- [Given instruction]: Rename every "Target" to "Label" in the records, starting at the line that has "Reviewer note: every instance of the japanese" and ending after the line that has "column 251, row 361". Give that span back with nothing else altered.

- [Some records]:
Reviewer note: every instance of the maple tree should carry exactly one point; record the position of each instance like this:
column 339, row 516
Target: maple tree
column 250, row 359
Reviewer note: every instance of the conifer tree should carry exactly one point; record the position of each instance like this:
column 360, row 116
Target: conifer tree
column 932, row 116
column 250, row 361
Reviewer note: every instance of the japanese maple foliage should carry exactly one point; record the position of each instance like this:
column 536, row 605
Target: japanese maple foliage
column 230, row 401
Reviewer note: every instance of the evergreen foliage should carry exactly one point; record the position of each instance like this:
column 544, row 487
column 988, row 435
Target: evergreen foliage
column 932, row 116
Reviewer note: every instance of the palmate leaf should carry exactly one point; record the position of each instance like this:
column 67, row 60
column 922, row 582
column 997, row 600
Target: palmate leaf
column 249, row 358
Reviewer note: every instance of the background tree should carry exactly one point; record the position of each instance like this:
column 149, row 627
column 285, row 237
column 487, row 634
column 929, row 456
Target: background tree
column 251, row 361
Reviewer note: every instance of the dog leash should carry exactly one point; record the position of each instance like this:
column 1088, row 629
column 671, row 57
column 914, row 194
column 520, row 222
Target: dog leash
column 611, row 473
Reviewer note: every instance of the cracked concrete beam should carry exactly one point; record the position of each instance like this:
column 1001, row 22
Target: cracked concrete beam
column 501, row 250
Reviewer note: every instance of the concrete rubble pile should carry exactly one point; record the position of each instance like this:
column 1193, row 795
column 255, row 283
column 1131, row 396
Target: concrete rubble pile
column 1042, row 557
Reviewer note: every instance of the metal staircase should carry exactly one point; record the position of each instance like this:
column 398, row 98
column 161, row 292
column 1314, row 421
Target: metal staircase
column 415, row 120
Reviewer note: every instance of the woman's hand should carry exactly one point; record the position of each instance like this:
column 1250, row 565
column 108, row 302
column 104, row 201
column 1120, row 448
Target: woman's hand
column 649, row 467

- [Task solution]:
Reviewer note: every instance of the japanese maple foliage should carry exactly one point; record the position of each instance like this:
column 536, row 605
Label: japanese maple foliage
column 230, row 401
Reviewer note: every instance of the evergreen foliage should carry exactly one point; record the position of each instance like this:
column 544, row 487
column 988, row 435
Label: evergreen foliage
column 932, row 116
Reviewer note: every instance of the palmate leaf should carry exactly one point; record the position of each instance like this:
column 67, row 60
column 922, row 582
column 997, row 600
Label: palmate leaf
column 249, row 358
Reviewer note: every instance of the background tree should carry exactly one point; record the position of each instance like this:
column 149, row 627
column 285, row 237
column 487, row 634
column 929, row 456
Label: background tree
column 251, row 361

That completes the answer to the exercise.